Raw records
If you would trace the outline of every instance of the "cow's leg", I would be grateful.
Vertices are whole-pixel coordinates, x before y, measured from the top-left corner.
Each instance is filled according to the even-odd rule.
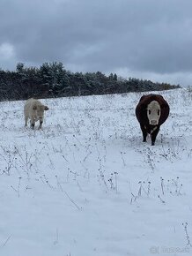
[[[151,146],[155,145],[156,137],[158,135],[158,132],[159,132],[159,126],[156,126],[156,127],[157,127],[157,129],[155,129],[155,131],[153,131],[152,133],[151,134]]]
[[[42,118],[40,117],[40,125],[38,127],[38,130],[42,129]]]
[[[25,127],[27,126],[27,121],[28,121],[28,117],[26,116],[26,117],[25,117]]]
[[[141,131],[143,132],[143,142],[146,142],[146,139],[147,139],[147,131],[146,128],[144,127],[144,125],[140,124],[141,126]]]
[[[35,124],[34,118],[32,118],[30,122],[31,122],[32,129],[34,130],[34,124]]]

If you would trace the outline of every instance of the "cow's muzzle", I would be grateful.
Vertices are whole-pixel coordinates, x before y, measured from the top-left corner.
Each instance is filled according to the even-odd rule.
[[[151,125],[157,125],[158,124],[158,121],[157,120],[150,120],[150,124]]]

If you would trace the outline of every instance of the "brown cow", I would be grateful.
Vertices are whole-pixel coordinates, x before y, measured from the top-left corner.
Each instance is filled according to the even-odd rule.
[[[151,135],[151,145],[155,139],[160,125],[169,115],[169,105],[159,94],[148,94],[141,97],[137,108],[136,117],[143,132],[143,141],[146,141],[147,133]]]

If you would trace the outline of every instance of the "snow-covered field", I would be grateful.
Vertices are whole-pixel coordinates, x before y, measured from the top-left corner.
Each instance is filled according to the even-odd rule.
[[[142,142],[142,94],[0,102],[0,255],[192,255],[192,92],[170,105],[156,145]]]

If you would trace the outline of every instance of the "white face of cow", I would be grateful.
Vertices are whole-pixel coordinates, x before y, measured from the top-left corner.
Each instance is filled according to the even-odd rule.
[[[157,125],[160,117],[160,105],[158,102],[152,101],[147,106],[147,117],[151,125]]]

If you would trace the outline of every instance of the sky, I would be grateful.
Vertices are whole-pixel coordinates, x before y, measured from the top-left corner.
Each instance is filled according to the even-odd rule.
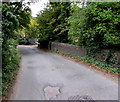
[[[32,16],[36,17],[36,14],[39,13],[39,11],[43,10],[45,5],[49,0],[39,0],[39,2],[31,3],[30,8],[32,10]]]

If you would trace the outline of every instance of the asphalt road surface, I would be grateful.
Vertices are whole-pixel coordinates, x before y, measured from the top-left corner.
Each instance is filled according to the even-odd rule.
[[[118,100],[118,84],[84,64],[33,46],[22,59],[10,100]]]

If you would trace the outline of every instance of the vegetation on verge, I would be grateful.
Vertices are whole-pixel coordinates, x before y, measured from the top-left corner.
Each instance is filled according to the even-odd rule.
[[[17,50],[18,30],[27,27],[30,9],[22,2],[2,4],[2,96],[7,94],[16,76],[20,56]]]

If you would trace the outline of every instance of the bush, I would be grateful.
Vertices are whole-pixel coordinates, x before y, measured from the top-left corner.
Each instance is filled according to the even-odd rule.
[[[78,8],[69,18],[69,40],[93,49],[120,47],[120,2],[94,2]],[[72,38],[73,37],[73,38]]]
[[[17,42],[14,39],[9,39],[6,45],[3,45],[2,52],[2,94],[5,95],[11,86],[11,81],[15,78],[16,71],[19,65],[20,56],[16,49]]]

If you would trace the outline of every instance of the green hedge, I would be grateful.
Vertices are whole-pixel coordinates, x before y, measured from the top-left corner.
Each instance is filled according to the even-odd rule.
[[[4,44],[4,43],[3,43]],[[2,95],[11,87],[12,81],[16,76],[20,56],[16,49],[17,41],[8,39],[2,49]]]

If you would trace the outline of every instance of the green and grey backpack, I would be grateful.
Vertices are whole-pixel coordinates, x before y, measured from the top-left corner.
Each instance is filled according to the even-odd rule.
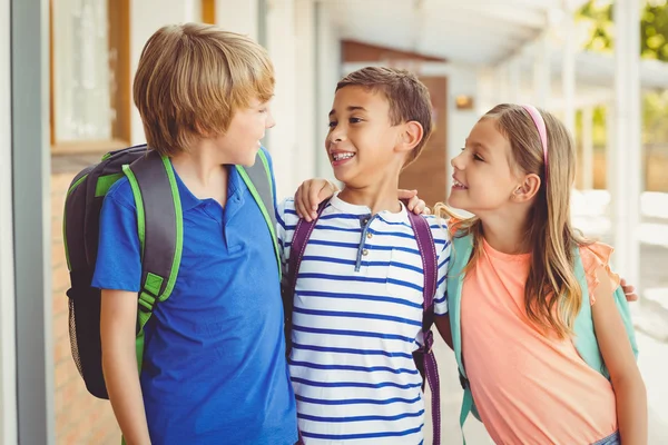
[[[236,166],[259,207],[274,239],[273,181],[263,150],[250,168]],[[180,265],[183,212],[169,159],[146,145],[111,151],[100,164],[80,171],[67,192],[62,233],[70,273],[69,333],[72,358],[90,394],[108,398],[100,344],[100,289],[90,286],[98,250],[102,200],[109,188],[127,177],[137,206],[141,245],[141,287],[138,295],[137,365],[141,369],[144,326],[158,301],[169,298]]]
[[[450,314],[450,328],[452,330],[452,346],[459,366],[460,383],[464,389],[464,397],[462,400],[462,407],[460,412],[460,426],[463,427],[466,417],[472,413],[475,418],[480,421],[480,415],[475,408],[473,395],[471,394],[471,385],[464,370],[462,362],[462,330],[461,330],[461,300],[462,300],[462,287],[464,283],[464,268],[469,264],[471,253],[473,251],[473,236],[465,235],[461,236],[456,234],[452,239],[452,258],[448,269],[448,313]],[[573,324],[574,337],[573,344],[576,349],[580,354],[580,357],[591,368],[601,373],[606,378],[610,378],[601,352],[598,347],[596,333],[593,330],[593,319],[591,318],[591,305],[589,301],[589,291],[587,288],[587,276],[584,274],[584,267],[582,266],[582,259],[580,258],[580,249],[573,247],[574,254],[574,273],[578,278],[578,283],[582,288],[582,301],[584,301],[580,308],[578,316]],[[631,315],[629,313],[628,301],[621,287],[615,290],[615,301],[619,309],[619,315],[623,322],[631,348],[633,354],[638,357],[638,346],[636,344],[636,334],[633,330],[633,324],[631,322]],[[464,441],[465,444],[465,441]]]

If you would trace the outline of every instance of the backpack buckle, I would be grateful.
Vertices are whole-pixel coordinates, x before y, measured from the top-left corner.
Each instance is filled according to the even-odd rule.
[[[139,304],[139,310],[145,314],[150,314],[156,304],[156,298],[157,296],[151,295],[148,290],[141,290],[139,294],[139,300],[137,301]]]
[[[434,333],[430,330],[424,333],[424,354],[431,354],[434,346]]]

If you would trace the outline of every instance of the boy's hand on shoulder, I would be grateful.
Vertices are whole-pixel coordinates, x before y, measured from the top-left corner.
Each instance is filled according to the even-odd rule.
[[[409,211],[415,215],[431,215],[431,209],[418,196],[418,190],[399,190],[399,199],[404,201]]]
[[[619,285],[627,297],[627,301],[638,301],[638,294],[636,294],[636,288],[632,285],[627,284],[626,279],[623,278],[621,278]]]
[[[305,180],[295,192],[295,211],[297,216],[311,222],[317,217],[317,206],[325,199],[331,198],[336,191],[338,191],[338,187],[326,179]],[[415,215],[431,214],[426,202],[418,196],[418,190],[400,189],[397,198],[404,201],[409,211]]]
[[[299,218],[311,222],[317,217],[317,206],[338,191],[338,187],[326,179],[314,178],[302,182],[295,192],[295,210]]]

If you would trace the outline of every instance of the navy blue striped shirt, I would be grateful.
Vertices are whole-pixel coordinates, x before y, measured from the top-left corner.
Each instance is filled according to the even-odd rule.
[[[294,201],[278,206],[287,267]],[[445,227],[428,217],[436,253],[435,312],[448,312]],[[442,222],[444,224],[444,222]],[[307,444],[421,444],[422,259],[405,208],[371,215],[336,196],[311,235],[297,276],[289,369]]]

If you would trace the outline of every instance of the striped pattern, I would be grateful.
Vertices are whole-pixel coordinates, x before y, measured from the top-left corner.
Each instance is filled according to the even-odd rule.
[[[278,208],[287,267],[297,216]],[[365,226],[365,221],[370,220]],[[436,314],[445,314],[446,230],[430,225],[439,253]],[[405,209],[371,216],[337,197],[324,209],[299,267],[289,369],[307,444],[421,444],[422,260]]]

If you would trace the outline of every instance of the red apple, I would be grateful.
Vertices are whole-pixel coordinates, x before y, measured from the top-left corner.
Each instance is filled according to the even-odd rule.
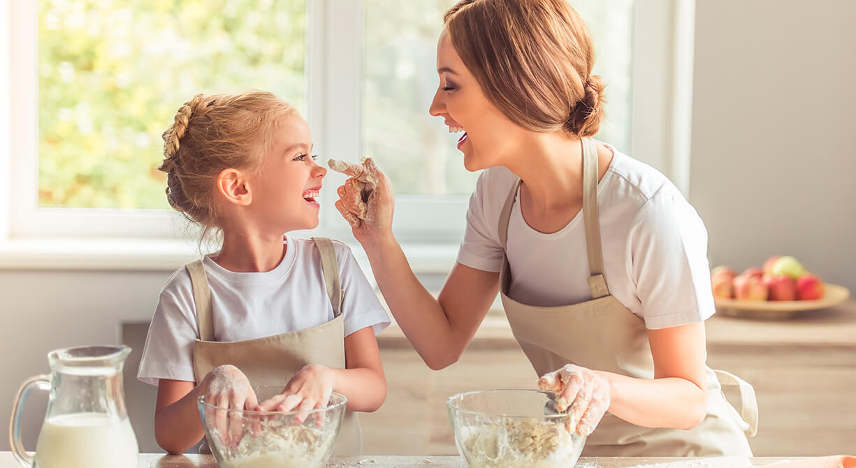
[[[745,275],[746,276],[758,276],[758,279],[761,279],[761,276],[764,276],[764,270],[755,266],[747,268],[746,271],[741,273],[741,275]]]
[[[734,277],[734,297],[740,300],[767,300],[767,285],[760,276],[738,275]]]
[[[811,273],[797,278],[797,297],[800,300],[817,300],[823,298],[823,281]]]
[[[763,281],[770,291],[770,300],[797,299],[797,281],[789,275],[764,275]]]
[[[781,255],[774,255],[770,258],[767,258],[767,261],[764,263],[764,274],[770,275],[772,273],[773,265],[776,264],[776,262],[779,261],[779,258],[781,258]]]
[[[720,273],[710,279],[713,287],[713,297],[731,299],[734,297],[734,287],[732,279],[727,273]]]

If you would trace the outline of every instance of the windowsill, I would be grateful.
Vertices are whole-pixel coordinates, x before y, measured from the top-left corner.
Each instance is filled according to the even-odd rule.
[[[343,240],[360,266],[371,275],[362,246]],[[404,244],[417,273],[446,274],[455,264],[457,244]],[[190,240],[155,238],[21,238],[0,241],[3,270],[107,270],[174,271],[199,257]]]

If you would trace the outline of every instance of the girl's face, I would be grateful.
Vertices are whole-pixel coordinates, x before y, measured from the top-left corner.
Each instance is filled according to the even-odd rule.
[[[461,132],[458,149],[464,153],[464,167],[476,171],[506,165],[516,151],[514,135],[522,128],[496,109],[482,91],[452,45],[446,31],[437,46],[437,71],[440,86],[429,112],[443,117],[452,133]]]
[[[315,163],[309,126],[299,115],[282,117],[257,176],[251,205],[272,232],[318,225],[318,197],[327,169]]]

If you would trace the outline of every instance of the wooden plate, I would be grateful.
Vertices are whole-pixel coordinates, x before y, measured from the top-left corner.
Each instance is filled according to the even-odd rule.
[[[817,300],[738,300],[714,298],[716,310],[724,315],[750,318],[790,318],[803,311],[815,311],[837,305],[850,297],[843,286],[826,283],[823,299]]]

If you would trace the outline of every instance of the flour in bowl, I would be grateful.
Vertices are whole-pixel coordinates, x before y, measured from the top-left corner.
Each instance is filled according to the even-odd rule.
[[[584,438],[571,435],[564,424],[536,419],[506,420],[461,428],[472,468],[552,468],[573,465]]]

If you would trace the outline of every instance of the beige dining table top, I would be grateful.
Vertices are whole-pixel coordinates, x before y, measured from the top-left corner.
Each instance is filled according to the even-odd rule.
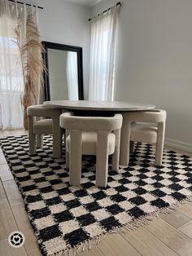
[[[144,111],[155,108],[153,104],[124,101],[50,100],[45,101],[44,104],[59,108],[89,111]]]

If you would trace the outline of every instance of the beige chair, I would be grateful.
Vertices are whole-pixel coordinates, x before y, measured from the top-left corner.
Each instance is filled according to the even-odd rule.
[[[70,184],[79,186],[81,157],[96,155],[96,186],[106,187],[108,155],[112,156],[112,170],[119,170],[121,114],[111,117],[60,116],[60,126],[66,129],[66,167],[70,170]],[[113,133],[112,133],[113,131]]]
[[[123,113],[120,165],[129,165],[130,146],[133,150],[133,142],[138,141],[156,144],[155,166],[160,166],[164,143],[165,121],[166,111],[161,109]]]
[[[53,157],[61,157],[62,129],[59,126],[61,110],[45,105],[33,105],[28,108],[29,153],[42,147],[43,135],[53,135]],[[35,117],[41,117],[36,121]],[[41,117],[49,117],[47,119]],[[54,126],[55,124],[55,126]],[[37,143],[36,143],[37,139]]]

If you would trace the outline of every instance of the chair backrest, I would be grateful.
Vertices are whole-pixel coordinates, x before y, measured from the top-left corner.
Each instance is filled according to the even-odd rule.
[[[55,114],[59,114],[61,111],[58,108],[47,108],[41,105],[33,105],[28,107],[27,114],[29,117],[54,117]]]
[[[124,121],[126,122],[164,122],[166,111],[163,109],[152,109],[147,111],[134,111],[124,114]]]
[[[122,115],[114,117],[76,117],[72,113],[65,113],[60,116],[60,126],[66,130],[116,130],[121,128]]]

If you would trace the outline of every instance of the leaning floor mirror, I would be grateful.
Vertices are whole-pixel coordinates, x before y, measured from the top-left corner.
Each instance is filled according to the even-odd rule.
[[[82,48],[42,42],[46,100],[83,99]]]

:: Aim ::
Pick out every line in the data above that contains the word "green" and copy each of those lines.

:: Answer to the task ::
If you would trace the outline of every instance of the green hedge, I would be grateful.
If you would trace the outline of every instance of the green and grey backpack, I would be grateful.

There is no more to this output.